DATA ROWS ->
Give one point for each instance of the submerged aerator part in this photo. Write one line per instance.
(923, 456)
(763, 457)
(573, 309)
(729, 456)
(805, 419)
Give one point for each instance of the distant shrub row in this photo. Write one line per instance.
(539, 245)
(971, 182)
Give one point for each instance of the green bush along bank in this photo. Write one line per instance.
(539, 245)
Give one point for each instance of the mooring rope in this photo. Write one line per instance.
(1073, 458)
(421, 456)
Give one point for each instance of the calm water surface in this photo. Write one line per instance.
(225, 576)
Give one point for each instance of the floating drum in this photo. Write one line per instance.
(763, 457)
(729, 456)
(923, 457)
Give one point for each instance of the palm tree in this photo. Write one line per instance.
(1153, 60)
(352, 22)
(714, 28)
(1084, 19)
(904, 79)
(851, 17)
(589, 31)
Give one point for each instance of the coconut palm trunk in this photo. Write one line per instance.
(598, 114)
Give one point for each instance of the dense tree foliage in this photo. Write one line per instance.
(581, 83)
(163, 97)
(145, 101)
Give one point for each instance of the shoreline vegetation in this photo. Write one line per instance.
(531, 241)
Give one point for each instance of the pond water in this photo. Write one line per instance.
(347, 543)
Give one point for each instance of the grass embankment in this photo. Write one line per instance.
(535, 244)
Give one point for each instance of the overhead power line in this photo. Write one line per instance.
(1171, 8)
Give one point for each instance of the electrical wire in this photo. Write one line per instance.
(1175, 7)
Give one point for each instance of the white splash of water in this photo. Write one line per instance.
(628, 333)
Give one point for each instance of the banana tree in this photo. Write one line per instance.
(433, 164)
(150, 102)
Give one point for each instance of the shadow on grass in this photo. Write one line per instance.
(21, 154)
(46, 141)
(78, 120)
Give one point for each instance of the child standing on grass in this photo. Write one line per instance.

TASK DETAILS -> Rewrite every item above with "Write one line per instance" changed to "Put each point on a separate line", keeping all other text the same.

THE ANSWER ->
Give one point for each instance of the submerged aerator part in this photo. Put each point on a separate line.
(923, 456)
(763, 457)
(573, 309)
(729, 456)
(805, 419)
Give one point for each instance of the distant shrub row in this photo. Put each point on a separate line.
(539, 245)
(971, 182)
Give one point for each instance of the green bush along bank in this photo. Put each point on a separate line.
(539, 245)
Give one point for each instance of the mooring rope in this photo. Put each point on a separate line.
(1073, 458)
(421, 456)
Give one point for each instance of the calm water surface in this photo. Put each point on a separate line.
(225, 576)
Give one point for each instance of the floating drum in this photo. Put each point on a separate line.
(763, 457)
(729, 456)
(923, 457)
Give one point for each instance of the palm tree in this photo. Put each point on a separate line.
(1153, 60)
(352, 22)
(714, 28)
(1084, 19)
(904, 79)
(851, 17)
(589, 31)
Give one point for each instance of the coconut palm trunk in this photo. Put each point on a separate line.
(598, 114)
Give one point for each instance of the dense tree foliage in this photo. Put each point on a separate line.
(581, 83)
(163, 97)
(145, 101)
Give one point for each instance of the shoreline vegetation in this photo. Put each point on a separate line.
(531, 241)
Give one point for each instance of the pond water in this photo. Put each point on a separate line.
(347, 543)
Give one point for each instance of the grass embankment in this photo. Put each point on a separate line.
(535, 244)
Give one point for each instance of the overhead power line in this photo. Put each point on a separate line.
(1171, 8)
Give one point for each instance of the electrical wire in this photo. Put each point on a separate line.
(1175, 7)
Give one point for each instance of the white splash of water in this photo. Put each point on a separate line.
(628, 333)
Give one point for each instance of the banana tree in this photo. Put each point on a separate line.
(433, 164)
(150, 102)
Give one point for each instance of the shadow on grass in this photo. Put each point on a separate line.
(21, 154)
(46, 141)
(78, 120)
Give one point for each instance of the child standing on grass in this photo. Put each point on a separate line.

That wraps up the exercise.